==== DATA

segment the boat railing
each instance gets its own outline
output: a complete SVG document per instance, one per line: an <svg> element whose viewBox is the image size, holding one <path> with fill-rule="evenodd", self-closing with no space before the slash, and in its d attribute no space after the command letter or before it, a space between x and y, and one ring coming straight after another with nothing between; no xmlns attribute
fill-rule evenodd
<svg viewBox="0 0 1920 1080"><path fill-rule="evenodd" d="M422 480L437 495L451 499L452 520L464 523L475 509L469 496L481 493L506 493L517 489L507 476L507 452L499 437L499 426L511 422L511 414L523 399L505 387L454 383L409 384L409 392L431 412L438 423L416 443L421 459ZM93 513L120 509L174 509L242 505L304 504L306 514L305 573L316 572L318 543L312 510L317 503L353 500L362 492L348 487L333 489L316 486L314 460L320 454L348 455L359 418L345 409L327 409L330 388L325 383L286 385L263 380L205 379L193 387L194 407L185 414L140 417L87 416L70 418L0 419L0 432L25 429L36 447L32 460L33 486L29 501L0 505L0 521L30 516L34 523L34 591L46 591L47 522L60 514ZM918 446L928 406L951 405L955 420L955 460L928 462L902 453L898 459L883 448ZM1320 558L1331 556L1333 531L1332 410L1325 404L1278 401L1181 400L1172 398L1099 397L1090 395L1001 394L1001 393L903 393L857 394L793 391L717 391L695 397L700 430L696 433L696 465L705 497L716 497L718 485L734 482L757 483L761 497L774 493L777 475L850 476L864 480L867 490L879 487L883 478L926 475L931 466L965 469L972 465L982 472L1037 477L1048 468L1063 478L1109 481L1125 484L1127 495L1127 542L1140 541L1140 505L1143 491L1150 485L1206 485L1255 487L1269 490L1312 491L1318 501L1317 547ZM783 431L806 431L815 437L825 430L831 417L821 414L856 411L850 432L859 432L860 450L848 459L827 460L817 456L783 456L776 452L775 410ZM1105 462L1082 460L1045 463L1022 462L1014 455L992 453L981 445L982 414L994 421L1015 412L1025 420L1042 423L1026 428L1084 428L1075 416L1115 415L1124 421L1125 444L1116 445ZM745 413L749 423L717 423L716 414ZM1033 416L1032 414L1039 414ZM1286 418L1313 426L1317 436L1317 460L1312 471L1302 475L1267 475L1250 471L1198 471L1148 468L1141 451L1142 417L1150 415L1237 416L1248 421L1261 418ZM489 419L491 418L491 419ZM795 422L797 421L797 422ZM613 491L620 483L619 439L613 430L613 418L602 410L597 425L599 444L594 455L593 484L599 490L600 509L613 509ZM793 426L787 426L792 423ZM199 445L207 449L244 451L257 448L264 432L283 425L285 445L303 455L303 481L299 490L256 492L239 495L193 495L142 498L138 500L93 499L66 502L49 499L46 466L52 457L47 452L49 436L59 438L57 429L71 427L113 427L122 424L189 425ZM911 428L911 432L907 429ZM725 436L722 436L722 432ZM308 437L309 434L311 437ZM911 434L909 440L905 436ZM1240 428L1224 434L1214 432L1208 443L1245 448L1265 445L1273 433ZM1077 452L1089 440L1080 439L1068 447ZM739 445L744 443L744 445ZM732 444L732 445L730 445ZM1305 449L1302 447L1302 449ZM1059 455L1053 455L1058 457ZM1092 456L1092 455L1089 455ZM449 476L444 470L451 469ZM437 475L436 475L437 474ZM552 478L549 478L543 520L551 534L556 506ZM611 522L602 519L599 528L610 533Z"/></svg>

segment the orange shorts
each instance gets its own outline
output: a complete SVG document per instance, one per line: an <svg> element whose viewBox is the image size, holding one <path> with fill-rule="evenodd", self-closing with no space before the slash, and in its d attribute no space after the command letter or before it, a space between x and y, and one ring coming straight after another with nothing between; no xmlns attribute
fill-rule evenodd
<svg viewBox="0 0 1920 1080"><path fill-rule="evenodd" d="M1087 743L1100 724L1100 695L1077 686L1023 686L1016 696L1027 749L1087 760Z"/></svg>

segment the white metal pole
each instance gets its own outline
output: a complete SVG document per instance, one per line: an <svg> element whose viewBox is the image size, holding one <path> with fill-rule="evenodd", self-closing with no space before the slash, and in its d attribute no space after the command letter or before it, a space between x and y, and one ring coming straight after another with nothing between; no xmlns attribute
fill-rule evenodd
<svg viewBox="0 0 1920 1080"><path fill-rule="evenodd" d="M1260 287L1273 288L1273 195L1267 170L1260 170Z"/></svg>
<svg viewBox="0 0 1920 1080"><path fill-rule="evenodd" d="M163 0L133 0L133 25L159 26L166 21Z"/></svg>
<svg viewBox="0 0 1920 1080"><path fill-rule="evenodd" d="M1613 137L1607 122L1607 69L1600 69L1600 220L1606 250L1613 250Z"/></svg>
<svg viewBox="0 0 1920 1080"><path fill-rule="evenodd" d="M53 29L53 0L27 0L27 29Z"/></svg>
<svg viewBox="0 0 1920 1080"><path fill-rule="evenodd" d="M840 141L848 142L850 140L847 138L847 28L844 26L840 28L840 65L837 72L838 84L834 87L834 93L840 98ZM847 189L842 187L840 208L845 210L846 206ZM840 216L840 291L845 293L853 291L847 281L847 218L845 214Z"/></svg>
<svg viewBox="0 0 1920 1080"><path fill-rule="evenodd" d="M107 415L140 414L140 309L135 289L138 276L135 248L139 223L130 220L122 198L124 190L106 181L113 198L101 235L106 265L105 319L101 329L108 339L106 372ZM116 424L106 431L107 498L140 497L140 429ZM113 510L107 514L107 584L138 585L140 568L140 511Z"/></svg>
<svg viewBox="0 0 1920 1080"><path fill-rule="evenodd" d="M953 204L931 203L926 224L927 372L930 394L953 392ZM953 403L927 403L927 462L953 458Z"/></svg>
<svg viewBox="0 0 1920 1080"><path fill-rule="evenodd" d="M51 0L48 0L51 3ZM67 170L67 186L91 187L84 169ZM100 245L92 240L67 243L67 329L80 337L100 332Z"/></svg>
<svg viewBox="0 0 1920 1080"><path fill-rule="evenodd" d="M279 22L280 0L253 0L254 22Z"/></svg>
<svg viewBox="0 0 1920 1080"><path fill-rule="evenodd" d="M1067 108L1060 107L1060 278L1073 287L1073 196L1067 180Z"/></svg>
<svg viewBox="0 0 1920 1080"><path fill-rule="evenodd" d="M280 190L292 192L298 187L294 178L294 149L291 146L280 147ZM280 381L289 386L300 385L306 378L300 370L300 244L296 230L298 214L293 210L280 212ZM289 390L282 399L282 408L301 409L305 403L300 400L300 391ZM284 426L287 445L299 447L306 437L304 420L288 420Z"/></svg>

========

TASK REQUIREMENTS
From the first line to the last, please write out the entries exactly.

REPLY TO THE EXERCISE
segment the boat railing
each instance gets its own outline
output: a complete SVG document per instance, one per line: an <svg> element whose viewBox is the image size, holding one <path> with fill-rule="evenodd", self-closing with no space before the slash, and in its d attribute no space after the command letter or before it, a space between x and y, and one ring coming straight after another with nothing between; no xmlns attribute
fill-rule evenodd
<svg viewBox="0 0 1920 1080"><path fill-rule="evenodd" d="M422 480L437 495L451 499L452 520L464 523L475 509L469 496L481 493L506 493L517 489L507 476L507 452L499 437L499 426L511 422L511 414L523 399L505 387L454 383L409 384L409 392L431 412L438 423L416 443L421 459ZM93 513L120 509L174 509L242 505L304 504L306 514L305 573L316 572L318 543L312 510L317 503L353 500L362 492L348 487L333 489L316 486L314 460L320 454L348 455L359 418L345 409L327 409L330 388L325 383L286 385L263 380L205 379L193 387L194 407L185 414L140 417L87 416L70 418L0 419L0 432L25 429L36 447L32 460L33 486L29 501L0 505L0 521L30 516L34 523L34 591L46 591L47 522L60 514ZM918 446L928 406L951 405L955 420L955 460L928 462L902 453L898 459L883 448ZM1320 558L1331 556L1333 531L1332 410L1325 404L1278 401L1181 400L1172 398L1099 397L1090 395L1001 394L1001 393L903 393L857 394L793 391L717 391L695 397L700 430L696 433L696 465L705 497L716 497L718 485L734 482L757 483L761 497L774 493L777 475L850 476L864 480L867 490L879 487L883 478L926 475L931 466L965 469L972 465L982 472L1037 477L1048 468L1063 478L1109 481L1125 484L1127 495L1127 542L1140 541L1140 505L1143 491L1150 485L1206 485L1255 487L1269 490L1312 491L1318 501L1317 547ZM783 431L806 431L815 437L825 430L831 417L821 414L856 411L850 432L859 432L860 450L848 459L827 460L817 456L783 456L776 452L775 410ZM1105 462L1082 460L1045 463L1022 462L1014 455L992 453L981 445L982 414L994 421L1015 412L1025 420L1042 423L1026 428L1084 428L1075 416L1115 415L1124 421L1125 444L1116 445ZM745 413L749 423L717 423L716 414ZM1033 416L1032 414L1039 414ZM1286 418L1313 426L1317 436L1317 460L1312 471L1302 475L1267 475L1250 471L1198 471L1148 468L1141 451L1142 417L1150 415L1237 416L1248 421L1261 418ZM489 419L491 418L491 419ZM795 422L797 421L797 422ZM613 491L620 483L619 439L613 430L613 418L602 410L597 425L599 444L594 455L593 484L599 490L600 509L613 509ZM793 426L787 426L792 423ZM199 445L207 449L244 451L257 448L264 432L283 425L285 445L303 455L303 481L299 490L256 492L239 495L193 495L142 498L138 500L93 499L66 502L49 499L46 466L52 457L47 452L49 436L59 438L57 429L71 427L113 427L122 424L189 425ZM911 428L911 432L907 429ZM725 436L722 436L722 432ZM308 437L309 434L311 437ZM911 434L909 440L905 436ZM1240 428L1224 434L1214 432L1208 443L1245 448L1265 445L1273 433ZM1077 452L1089 440L1080 439L1068 447ZM739 445L744 443L744 445ZM732 444L732 445L730 445ZM1305 449L1302 447L1302 449ZM1059 455L1053 455L1058 457ZM1092 456L1092 455L1089 455ZM449 476L444 470L451 469ZM437 475L436 475L437 474ZM552 478L549 478L543 520L551 534L556 506ZM611 522L602 519L599 528L610 533Z"/></svg>

segment the orange shorts
each instance gets its own outline
output: a complete SVG document per instance, one per line: an <svg> element whose viewBox is the image size, holding one <path> with fill-rule="evenodd", self-closing with no space before the slash, and in its d attribute no space after the command letter or before it, a space between x and y, and one ring coming straight after another with nothing between; no xmlns attribute
fill-rule evenodd
<svg viewBox="0 0 1920 1080"><path fill-rule="evenodd" d="M1087 743L1100 724L1100 695L1077 686L1023 686L1016 696L1027 749L1087 760Z"/></svg>

segment the white metal pole
each instance gets its own outline
output: a complete SVG document per instance, one per line: an <svg> element whose viewBox is the image size, holding one <path> with fill-rule="evenodd", self-closing with no space before the slash, and in its d attribute no space after the command letter or before it, a space between x and y, and one ring coming straight after another with nothing between; no xmlns attribute
fill-rule evenodd
<svg viewBox="0 0 1920 1080"><path fill-rule="evenodd" d="M1260 287L1273 288L1273 195L1267 170L1260 170Z"/></svg>
<svg viewBox="0 0 1920 1080"><path fill-rule="evenodd" d="M163 0L133 0L133 25L159 26L166 21Z"/></svg>
<svg viewBox="0 0 1920 1080"><path fill-rule="evenodd" d="M1613 137L1607 122L1607 69L1600 69L1600 220L1606 250L1613 250Z"/></svg>
<svg viewBox="0 0 1920 1080"><path fill-rule="evenodd" d="M53 29L53 0L27 0L27 29Z"/></svg>
<svg viewBox="0 0 1920 1080"><path fill-rule="evenodd" d="M840 141L848 142L850 140L847 138L847 28L844 26L840 28L840 65L837 72L838 84L834 87L834 93L840 98ZM847 189L842 187L840 208L845 210L846 206ZM840 216L840 291L845 293L853 291L847 281L847 218L845 214Z"/></svg>
<svg viewBox="0 0 1920 1080"><path fill-rule="evenodd" d="M107 415L140 414L140 309L135 289L138 276L135 248L139 223L130 220L122 198L124 190L106 181L113 198L101 235L106 265L105 319L101 329L108 339L106 372ZM116 424L106 431L107 498L140 497L140 429ZM113 510L107 514L107 584L138 585L140 568L140 511Z"/></svg>
<svg viewBox="0 0 1920 1080"><path fill-rule="evenodd" d="M953 204L931 203L926 224L927 372L930 394L953 392ZM953 403L927 403L927 462L953 458Z"/></svg>
<svg viewBox="0 0 1920 1080"><path fill-rule="evenodd" d="M51 0L48 0L51 3ZM67 170L67 186L91 187L84 169ZM100 245L92 240L67 243L67 329L80 337L100 332Z"/></svg>
<svg viewBox="0 0 1920 1080"><path fill-rule="evenodd" d="M279 22L280 0L253 0L254 22Z"/></svg>
<svg viewBox="0 0 1920 1080"><path fill-rule="evenodd" d="M1067 108L1060 107L1060 278L1073 287L1073 196L1067 180Z"/></svg>
<svg viewBox="0 0 1920 1080"><path fill-rule="evenodd" d="M280 190L292 192L298 187L294 178L294 149L291 146L280 147ZM280 381L289 386L300 385L306 378L300 370L300 244L296 230L298 214L293 210L280 212ZM289 390L282 399L282 408L301 409L305 403L300 400L300 391ZM284 426L287 445L299 447L306 437L304 420L288 420Z"/></svg>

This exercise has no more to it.